▶ [SERIE DI ESERCIZI]:
(A) Rispondi a queste domande in base al testo estratto:
(i) Come viene definita la ricerca di Ugo Rodolico, oltre che idiomatica?
(ii) Di quale autore era la poesia tradotta in tamburi nel video?
(iii) Quali due cose vengono poste come strumenti per capire cosa si celi dietro i nostri fonemi?
(B) Riscrivi per favore come elenco puntato il paragrafo del testo estratto che comincia con "Scandagliando la rete", mantenendone i fatti principali.
======== TESTO ESTRATTO
La ricerca di Ugo Rodolico merita un doveroso approfondimento. E’ senza dubbio una scelta molto approfondita e ben argomentata, meritoria nell’esecuzione e nelle intenzioni. Culturalmente molto avanzata ed artistica nel significato più intrinseco della parola. Si inserisce in un solco già percorso ma forse ancora poco conosciuto. E’ una ricerca idiomatica e fonetica, dove la batteria è uno strumento per indagare sulle nostre origini e tradizioni, ma anche per comprendere meglio il presente ed il futuro più prossimo.
Scandagliando la rete mi sono imbattuto in un suo video dove traduceva in tamburi, una poesia del grandissimo Totò. Ma analizzandolo meglio, quello che in un primo momento mi appariva come un tentativo di impressionare lo spettatore del web, mi si rivelava come uno studio assai affascinante che allargava di molto i confini del nostro strumento. La batteria e la trascrizione del solfeggio ritmico venivano posti come strumenti per capire cosa si celi dietro i nostri fonemi e l’evoluzione del nostro linguaggio parlato.
================
======== DATI DA ANALIZZARE
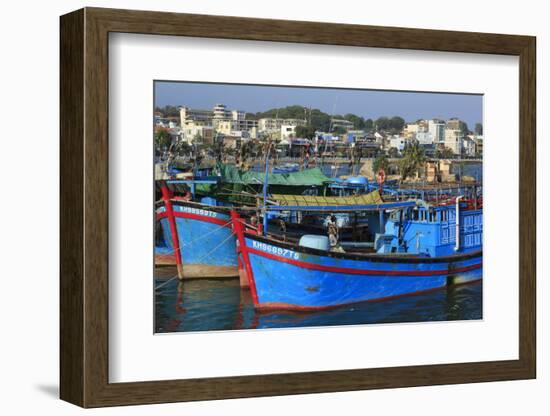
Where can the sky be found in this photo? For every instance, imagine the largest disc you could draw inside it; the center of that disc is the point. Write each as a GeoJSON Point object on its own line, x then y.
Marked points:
{"type": "Point", "coordinates": [366, 103]}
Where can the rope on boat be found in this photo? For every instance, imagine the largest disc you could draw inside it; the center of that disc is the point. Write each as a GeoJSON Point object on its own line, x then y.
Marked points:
{"type": "Point", "coordinates": [198, 261]}
{"type": "Point", "coordinates": [201, 237]}
{"type": "Point", "coordinates": [165, 283]}
{"type": "Point", "coordinates": [215, 248]}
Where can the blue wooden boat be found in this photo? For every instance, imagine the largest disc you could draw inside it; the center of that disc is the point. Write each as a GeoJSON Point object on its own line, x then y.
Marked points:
{"type": "Point", "coordinates": [422, 249]}
{"type": "Point", "coordinates": [200, 238]}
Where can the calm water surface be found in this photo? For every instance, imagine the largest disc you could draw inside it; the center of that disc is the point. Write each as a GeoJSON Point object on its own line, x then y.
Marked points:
{"type": "Point", "coordinates": [208, 305]}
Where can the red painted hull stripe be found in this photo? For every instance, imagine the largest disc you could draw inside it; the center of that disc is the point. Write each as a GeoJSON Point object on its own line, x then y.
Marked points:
{"type": "Point", "coordinates": [197, 217]}
{"type": "Point", "coordinates": [344, 270]}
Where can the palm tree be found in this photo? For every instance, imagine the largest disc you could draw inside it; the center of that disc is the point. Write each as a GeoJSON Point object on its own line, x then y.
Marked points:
{"type": "Point", "coordinates": [413, 160]}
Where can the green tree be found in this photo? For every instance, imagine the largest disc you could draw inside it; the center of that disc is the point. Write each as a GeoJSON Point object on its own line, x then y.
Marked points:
{"type": "Point", "coordinates": [306, 132]}
{"type": "Point", "coordinates": [413, 161]}
{"type": "Point", "coordinates": [381, 162]}
{"type": "Point", "coordinates": [162, 138]}
{"type": "Point", "coordinates": [382, 123]}
{"type": "Point", "coordinates": [393, 152]}
{"type": "Point", "coordinates": [358, 122]}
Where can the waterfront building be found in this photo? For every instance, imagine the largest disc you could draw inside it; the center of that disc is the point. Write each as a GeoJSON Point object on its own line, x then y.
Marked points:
{"type": "Point", "coordinates": [288, 131]}
{"type": "Point", "coordinates": [453, 124]}
{"type": "Point", "coordinates": [273, 125]}
{"type": "Point", "coordinates": [453, 140]}
{"type": "Point", "coordinates": [194, 132]}
{"type": "Point", "coordinates": [436, 128]}
{"type": "Point", "coordinates": [397, 142]}
{"type": "Point", "coordinates": [345, 124]}
{"type": "Point", "coordinates": [469, 146]}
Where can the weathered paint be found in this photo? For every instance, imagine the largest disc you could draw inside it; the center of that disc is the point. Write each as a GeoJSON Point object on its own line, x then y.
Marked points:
{"type": "Point", "coordinates": [205, 239]}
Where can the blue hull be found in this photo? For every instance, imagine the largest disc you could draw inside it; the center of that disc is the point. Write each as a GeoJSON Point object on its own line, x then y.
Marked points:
{"type": "Point", "coordinates": [296, 279]}
{"type": "Point", "coordinates": [207, 244]}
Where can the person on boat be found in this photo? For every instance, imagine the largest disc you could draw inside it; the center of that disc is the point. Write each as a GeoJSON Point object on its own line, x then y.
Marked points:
{"type": "Point", "coordinates": [332, 231]}
{"type": "Point", "coordinates": [282, 228]}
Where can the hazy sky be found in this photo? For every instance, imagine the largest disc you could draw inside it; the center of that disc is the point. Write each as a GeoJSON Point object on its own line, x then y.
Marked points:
{"type": "Point", "coordinates": [366, 103]}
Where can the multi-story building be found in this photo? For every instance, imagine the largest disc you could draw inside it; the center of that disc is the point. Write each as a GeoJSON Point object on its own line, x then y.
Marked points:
{"type": "Point", "coordinates": [192, 115]}
{"type": "Point", "coordinates": [468, 147]}
{"type": "Point", "coordinates": [437, 131]}
{"type": "Point", "coordinates": [194, 132]}
{"type": "Point", "coordinates": [288, 131]}
{"type": "Point", "coordinates": [345, 124]}
{"type": "Point", "coordinates": [453, 124]}
{"type": "Point", "coordinates": [453, 140]}
{"type": "Point", "coordinates": [410, 130]}
{"type": "Point", "coordinates": [219, 118]}
{"type": "Point", "coordinates": [273, 125]}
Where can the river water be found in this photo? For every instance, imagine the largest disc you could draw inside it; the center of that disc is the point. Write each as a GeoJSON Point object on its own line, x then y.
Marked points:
{"type": "Point", "coordinates": [215, 305]}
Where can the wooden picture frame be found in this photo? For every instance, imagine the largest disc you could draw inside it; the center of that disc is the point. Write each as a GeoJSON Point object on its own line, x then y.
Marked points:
{"type": "Point", "coordinates": [84, 207]}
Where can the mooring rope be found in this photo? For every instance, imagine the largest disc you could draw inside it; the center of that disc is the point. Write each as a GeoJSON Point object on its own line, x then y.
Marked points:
{"type": "Point", "coordinates": [221, 227]}
{"type": "Point", "coordinates": [198, 261]}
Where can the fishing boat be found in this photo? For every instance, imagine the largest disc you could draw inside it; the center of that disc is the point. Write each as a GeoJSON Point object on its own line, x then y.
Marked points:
{"type": "Point", "coordinates": [198, 238]}
{"type": "Point", "coordinates": [195, 235]}
{"type": "Point", "coordinates": [422, 248]}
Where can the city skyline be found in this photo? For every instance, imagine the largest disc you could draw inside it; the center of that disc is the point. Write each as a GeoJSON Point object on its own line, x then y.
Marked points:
{"type": "Point", "coordinates": [365, 103]}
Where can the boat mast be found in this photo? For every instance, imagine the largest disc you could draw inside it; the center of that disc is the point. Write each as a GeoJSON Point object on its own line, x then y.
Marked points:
{"type": "Point", "coordinates": [266, 179]}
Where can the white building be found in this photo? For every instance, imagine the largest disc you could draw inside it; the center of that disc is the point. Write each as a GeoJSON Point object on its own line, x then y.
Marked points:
{"type": "Point", "coordinates": [397, 142]}
{"type": "Point", "coordinates": [273, 125]}
{"type": "Point", "coordinates": [469, 146]}
{"type": "Point", "coordinates": [453, 140]}
{"type": "Point", "coordinates": [345, 124]}
{"type": "Point", "coordinates": [192, 132]}
{"type": "Point", "coordinates": [424, 137]}
{"type": "Point", "coordinates": [436, 128]}
{"type": "Point", "coordinates": [288, 131]}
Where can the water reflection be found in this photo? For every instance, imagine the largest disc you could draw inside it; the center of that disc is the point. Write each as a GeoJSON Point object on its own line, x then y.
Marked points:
{"type": "Point", "coordinates": [206, 305]}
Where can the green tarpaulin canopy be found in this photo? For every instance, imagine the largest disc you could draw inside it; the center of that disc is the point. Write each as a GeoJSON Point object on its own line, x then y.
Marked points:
{"type": "Point", "coordinates": [308, 177]}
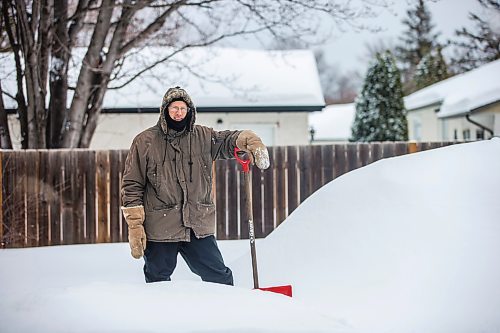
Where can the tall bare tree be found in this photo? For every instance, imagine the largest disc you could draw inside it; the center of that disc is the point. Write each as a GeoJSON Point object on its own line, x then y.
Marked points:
{"type": "Point", "coordinates": [480, 45]}
{"type": "Point", "coordinates": [43, 36]}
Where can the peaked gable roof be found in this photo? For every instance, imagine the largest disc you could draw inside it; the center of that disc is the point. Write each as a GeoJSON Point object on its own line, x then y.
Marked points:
{"type": "Point", "coordinates": [462, 93]}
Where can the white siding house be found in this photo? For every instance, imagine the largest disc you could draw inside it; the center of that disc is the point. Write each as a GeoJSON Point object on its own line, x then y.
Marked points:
{"type": "Point", "coordinates": [463, 107]}
{"type": "Point", "coordinates": [270, 92]}
{"type": "Point", "coordinates": [332, 124]}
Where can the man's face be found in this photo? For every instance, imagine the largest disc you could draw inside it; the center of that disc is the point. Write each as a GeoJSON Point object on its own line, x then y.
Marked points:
{"type": "Point", "coordinates": [177, 110]}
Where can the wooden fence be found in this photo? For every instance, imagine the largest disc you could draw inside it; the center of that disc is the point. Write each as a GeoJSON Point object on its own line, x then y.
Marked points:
{"type": "Point", "coordinates": [52, 197]}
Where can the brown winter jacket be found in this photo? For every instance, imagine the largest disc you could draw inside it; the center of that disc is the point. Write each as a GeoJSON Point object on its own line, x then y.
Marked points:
{"type": "Point", "coordinates": [170, 174]}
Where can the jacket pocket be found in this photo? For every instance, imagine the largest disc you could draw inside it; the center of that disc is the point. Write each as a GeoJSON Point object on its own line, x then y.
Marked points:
{"type": "Point", "coordinates": [163, 223]}
{"type": "Point", "coordinates": [203, 218]}
{"type": "Point", "coordinates": [153, 178]}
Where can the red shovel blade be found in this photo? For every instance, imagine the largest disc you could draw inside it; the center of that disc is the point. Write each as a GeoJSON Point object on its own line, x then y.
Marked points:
{"type": "Point", "coordinates": [285, 290]}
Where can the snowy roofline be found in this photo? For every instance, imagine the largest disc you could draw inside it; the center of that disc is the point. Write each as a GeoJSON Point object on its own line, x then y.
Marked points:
{"type": "Point", "coordinates": [333, 123]}
{"type": "Point", "coordinates": [214, 77]}
{"type": "Point", "coordinates": [460, 94]}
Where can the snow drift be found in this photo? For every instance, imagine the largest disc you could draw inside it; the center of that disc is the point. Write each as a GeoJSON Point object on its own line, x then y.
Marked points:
{"type": "Point", "coordinates": [407, 244]}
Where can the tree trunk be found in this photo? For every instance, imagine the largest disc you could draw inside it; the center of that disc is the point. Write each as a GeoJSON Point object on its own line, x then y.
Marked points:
{"type": "Point", "coordinates": [35, 88]}
{"type": "Point", "coordinates": [5, 142]}
{"type": "Point", "coordinates": [74, 121]}
{"type": "Point", "coordinates": [11, 29]}
{"type": "Point", "coordinates": [58, 76]}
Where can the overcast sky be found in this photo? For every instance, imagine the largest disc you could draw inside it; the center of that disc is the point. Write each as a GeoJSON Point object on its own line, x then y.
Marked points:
{"type": "Point", "coordinates": [347, 49]}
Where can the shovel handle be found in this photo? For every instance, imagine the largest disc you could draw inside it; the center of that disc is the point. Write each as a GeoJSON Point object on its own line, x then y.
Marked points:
{"type": "Point", "coordinates": [245, 163]}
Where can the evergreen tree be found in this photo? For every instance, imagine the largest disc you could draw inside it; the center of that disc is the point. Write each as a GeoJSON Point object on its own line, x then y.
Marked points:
{"type": "Point", "coordinates": [431, 69]}
{"type": "Point", "coordinates": [478, 47]}
{"type": "Point", "coordinates": [417, 41]}
{"type": "Point", "coordinates": [380, 113]}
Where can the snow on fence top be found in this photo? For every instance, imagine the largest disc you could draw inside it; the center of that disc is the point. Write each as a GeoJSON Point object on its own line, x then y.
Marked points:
{"type": "Point", "coordinates": [214, 77]}
{"type": "Point", "coordinates": [462, 93]}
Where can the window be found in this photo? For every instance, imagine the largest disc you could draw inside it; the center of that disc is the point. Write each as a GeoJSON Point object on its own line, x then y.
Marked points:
{"type": "Point", "coordinates": [466, 134]}
{"type": "Point", "coordinates": [479, 134]}
{"type": "Point", "coordinates": [417, 130]}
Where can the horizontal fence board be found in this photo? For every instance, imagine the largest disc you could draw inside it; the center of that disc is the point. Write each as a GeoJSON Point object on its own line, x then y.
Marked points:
{"type": "Point", "coordinates": [66, 196]}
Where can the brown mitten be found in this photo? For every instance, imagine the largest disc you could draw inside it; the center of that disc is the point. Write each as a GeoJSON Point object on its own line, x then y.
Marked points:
{"type": "Point", "coordinates": [250, 142]}
{"type": "Point", "coordinates": [136, 235]}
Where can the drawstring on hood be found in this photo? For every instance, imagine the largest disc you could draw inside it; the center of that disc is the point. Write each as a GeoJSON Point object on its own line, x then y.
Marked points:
{"type": "Point", "coordinates": [185, 126]}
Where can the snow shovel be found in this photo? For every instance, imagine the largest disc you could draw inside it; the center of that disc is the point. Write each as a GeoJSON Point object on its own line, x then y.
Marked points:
{"type": "Point", "coordinates": [242, 158]}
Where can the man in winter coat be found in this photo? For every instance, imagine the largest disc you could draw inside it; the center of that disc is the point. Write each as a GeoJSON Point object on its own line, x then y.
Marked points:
{"type": "Point", "coordinates": [167, 190]}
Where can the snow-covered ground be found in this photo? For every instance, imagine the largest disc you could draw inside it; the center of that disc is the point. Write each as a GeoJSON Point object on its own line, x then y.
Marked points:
{"type": "Point", "coordinates": [406, 244]}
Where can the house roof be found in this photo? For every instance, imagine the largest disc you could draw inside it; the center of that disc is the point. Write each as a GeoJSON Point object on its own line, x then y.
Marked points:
{"type": "Point", "coordinates": [460, 94]}
{"type": "Point", "coordinates": [333, 123]}
{"type": "Point", "coordinates": [224, 79]}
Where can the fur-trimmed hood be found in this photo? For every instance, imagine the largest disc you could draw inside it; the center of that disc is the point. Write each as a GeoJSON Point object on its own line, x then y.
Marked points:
{"type": "Point", "coordinates": [172, 94]}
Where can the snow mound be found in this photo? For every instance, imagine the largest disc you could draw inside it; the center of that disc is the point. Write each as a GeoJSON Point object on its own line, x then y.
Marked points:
{"type": "Point", "coordinates": [100, 288]}
{"type": "Point", "coordinates": [406, 244]}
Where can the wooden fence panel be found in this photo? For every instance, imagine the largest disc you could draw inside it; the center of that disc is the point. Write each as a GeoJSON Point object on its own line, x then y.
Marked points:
{"type": "Point", "coordinates": [340, 162]}
{"type": "Point", "coordinates": [54, 204]}
{"type": "Point", "coordinates": [258, 217]}
{"type": "Point", "coordinates": [102, 164]}
{"type": "Point", "coordinates": [293, 180]}
{"type": "Point", "coordinates": [67, 223]}
{"type": "Point", "coordinates": [376, 151]}
{"type": "Point", "coordinates": [243, 202]}
{"type": "Point", "coordinates": [32, 195]}
{"type": "Point", "coordinates": [328, 170]}
{"type": "Point", "coordinates": [2, 219]}
{"type": "Point", "coordinates": [365, 157]}
{"type": "Point", "coordinates": [305, 173]}
{"type": "Point", "coordinates": [220, 198]}
{"type": "Point", "coordinates": [124, 226]}
{"type": "Point", "coordinates": [269, 199]}
{"type": "Point", "coordinates": [352, 158]}
{"type": "Point", "coordinates": [77, 192]}
{"type": "Point", "coordinates": [89, 164]}
{"type": "Point", "coordinates": [114, 195]}
{"type": "Point", "coordinates": [316, 167]}
{"type": "Point", "coordinates": [44, 200]}
{"type": "Point", "coordinates": [233, 190]}
{"type": "Point", "coordinates": [8, 217]}
{"type": "Point", "coordinates": [280, 167]}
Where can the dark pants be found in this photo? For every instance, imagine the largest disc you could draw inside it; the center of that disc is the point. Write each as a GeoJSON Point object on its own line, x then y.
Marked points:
{"type": "Point", "coordinates": [201, 255]}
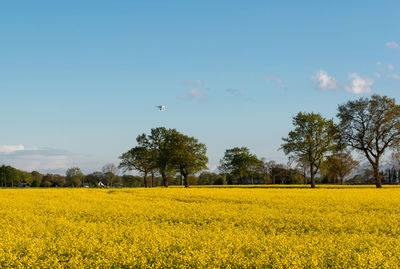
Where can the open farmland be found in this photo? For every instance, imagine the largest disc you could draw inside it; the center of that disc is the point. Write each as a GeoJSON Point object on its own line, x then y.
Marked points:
{"type": "Point", "coordinates": [200, 227]}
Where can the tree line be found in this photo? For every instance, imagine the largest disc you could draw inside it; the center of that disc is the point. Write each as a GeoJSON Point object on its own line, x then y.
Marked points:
{"type": "Point", "coordinates": [319, 151]}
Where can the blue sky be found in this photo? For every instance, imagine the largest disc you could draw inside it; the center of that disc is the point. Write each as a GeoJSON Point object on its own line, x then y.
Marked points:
{"type": "Point", "coordinates": [79, 79]}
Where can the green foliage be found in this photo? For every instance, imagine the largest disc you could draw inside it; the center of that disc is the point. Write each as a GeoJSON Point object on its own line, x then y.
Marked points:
{"type": "Point", "coordinates": [310, 141]}
{"type": "Point", "coordinates": [74, 177]}
{"type": "Point", "coordinates": [371, 126]}
{"type": "Point", "coordinates": [239, 163]}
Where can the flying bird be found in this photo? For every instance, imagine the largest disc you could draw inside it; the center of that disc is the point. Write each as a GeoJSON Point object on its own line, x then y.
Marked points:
{"type": "Point", "coordinates": [161, 107]}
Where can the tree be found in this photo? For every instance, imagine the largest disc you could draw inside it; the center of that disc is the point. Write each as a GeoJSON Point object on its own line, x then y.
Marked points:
{"type": "Point", "coordinates": [74, 177]}
{"type": "Point", "coordinates": [9, 176]}
{"type": "Point", "coordinates": [37, 179]}
{"type": "Point", "coordinates": [240, 163]}
{"type": "Point", "coordinates": [188, 156]}
{"type": "Point", "coordinates": [109, 171]}
{"type": "Point", "coordinates": [340, 165]}
{"type": "Point", "coordinates": [371, 126]}
{"type": "Point", "coordinates": [312, 138]}
{"type": "Point", "coordinates": [140, 158]}
{"type": "Point", "coordinates": [160, 141]}
{"type": "Point", "coordinates": [94, 178]}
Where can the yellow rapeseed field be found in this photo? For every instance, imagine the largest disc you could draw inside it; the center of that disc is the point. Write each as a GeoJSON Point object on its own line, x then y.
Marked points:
{"type": "Point", "coordinates": [200, 228]}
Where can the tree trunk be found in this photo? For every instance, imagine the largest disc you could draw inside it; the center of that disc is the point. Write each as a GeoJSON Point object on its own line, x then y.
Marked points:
{"type": "Point", "coordinates": [312, 176]}
{"type": "Point", "coordinates": [378, 180]}
{"type": "Point", "coordinates": [145, 179]}
{"type": "Point", "coordinates": [165, 180]}
{"type": "Point", "coordinates": [185, 179]}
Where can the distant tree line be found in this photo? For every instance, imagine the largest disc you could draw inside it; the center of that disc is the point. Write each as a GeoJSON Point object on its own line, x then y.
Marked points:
{"type": "Point", "coordinates": [319, 151]}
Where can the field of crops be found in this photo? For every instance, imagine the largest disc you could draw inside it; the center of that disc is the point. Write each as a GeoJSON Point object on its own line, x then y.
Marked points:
{"type": "Point", "coordinates": [200, 227]}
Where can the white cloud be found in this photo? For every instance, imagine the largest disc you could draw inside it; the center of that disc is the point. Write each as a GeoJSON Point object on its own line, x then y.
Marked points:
{"type": "Point", "coordinates": [324, 81]}
{"type": "Point", "coordinates": [35, 158]}
{"type": "Point", "coordinates": [42, 162]}
{"type": "Point", "coordinates": [7, 149]}
{"type": "Point", "coordinates": [196, 82]}
{"type": "Point", "coordinates": [277, 80]}
{"type": "Point", "coordinates": [196, 93]}
{"type": "Point", "coordinates": [392, 45]}
{"type": "Point", "coordinates": [359, 85]}
{"type": "Point", "coordinates": [236, 92]}
{"type": "Point", "coordinates": [393, 76]}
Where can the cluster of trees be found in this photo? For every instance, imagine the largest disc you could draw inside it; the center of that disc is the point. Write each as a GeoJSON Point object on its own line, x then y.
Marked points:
{"type": "Point", "coordinates": [319, 148]}
{"type": "Point", "coordinates": [165, 152]}
{"type": "Point", "coordinates": [12, 177]}
{"type": "Point", "coordinates": [370, 126]}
================
▶ [RISPOSTE AGLI ESERCIZI]:
(A)
(i) Fonetica.
(ii) Di Totò.
(iii) La batteria e la trascrizione del solfeggio ritmico.

(B)
- Cercando in rete, l'autore ha trovato un video in cui Ugo Rodolico traduceva in tamburi una poesia di Totò.
- All'inizio gli sembrava un tentativo di impressionare lo spettatore del web.
- A un'analisi più attenta si è rivelato uno studio affascinante, che allargava molto i confini dello strumento.
- La batteria e la trascrizione del solfeggio ritmico servivano a capire cosa si celi dietro i nostri fonemi e l'evoluzione del linguaggio parlato.